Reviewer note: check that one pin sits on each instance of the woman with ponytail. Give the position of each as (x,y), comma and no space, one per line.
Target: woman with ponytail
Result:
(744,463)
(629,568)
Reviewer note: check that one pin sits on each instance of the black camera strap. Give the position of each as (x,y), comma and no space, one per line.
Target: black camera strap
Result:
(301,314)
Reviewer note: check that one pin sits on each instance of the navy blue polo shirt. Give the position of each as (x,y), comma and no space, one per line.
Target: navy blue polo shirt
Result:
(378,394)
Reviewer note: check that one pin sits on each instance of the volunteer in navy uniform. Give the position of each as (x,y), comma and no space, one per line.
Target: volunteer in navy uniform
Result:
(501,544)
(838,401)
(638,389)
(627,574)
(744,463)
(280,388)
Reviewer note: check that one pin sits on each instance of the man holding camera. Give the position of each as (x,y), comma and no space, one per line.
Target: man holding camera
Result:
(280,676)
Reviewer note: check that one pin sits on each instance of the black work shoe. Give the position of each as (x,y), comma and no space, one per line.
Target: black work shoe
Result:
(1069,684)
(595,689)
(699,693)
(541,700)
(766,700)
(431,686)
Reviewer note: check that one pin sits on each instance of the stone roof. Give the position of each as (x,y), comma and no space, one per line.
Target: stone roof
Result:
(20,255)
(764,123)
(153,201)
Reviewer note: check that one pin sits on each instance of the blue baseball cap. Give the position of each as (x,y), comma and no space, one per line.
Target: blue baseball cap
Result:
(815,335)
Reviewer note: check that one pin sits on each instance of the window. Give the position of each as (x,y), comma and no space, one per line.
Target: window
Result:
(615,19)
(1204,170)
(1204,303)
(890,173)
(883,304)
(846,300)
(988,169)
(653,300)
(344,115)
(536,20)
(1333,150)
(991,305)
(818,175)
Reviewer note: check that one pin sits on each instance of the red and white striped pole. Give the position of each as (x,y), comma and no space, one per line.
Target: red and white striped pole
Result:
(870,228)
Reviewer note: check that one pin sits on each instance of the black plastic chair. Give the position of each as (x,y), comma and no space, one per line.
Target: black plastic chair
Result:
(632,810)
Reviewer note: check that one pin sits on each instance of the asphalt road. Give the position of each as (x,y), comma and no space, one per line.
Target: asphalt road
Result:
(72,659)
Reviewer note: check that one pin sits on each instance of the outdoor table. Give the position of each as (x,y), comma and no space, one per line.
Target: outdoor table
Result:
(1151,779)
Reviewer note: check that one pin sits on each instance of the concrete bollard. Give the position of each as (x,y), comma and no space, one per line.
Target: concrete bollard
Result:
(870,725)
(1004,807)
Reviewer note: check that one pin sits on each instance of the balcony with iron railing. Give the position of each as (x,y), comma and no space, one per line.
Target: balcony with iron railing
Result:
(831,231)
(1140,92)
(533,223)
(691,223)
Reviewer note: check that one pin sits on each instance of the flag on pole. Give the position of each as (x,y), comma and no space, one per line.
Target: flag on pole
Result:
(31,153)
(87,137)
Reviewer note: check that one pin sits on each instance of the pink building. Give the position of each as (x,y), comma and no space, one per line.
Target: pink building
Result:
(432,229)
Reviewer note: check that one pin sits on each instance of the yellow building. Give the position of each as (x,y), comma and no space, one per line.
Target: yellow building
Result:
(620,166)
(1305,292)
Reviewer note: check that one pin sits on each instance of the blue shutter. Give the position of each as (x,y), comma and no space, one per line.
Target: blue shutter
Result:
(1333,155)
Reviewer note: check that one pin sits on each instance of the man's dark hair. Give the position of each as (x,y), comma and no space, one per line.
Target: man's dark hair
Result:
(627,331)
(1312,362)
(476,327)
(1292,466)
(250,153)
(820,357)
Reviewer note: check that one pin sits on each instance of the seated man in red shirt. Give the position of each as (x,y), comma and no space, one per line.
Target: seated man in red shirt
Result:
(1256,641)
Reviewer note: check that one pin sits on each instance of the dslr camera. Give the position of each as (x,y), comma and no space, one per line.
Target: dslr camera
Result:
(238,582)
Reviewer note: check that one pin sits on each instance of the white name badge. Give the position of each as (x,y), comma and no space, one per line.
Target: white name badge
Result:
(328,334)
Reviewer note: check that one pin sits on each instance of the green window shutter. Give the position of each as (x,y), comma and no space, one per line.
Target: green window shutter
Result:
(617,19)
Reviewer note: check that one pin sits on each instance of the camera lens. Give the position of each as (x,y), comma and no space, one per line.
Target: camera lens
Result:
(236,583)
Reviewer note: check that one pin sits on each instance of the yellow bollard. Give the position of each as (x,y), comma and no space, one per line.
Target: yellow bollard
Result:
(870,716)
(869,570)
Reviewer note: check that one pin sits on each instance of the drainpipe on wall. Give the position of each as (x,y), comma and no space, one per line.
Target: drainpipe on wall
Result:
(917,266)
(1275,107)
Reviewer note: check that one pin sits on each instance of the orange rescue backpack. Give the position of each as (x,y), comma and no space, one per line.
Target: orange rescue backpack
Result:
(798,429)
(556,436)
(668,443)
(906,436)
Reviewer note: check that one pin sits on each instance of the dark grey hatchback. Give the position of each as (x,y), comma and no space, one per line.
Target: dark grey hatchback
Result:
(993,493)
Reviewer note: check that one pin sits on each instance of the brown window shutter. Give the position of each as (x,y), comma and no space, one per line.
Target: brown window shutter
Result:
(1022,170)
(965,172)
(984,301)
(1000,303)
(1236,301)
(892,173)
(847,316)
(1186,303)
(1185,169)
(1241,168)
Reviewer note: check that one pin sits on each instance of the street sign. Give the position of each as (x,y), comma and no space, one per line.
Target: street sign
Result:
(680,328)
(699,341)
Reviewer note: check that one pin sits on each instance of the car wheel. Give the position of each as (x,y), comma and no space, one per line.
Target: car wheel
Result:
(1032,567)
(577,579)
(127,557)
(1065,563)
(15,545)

_____

Exercise instructions
Quote only the lines from the line containing "of the white" through the end of the listing, please, keeping both the first and the last line.

Final answer
Reviewer note: check that one pin sits on each instance of the white name badge. Give the position of each as (x,y), comma and no space, one per line.
Target: white name badge
Result:
(328,334)
Reviewer note: check that one pin sits on each instance of the green window shutter. Give the position of each as (x,y), comma and no space, one per line.
Target: green window shutter
Result:
(617,19)
Reviewer note: check that one pin sits on each instance of the camera lens. Give the position of each as (x,y), comma and no space, one per line.
Target: camera lens
Result:
(236,583)
Reviewer note: check that one pin sits on each instance of the yellow bollard. Give the position of each as (x,y), comma and no space, one per line.
Target: yellow bollard
Result:
(870,716)
(869,570)
Reviewer note: check that one pin sits on each instance of the drainpipe on wall. Give the position of each as (x,y), comma and no space, one per line.
Target: drainpipe on wall
Result:
(917,266)
(1275,107)
Reviewer note: check that one pin sits on each instance of the orange rescue backpack. Give the position of each as (x,y), comma and no space, one per line.
Target: orange rescue backpack
Result:
(798,429)
(556,436)
(668,443)
(906,436)
Reviewer note: check that one pin sits on each instance of the dark grey hatchback. Give the position of each as (x,y), comma and no space, one per line.
Target: dark grey hatchback
Result:
(993,493)
Reviewer note: check that one pin sits on each instance of the brown window shutter. Give the position of each as (x,y), comma and no space, one per line.
Target: brown window shutter
Result:
(1022,170)
(965,172)
(984,301)
(1000,303)
(1236,301)
(892,173)
(847,316)
(1186,303)
(1185,169)
(1241,168)
Reviewer note: check that one pin sits on each instance of the street sign. Give the position of each as (x,y), comma and no space, one per line.
Target: street sign
Result:
(680,328)
(699,341)
Reviewer note: check that one pin sits on each instance of the car wheel. Give the position of each as (x,y), comma and no space, one per line.
Target: car wheel
Result:
(1032,567)
(577,579)
(127,557)
(1065,563)
(15,545)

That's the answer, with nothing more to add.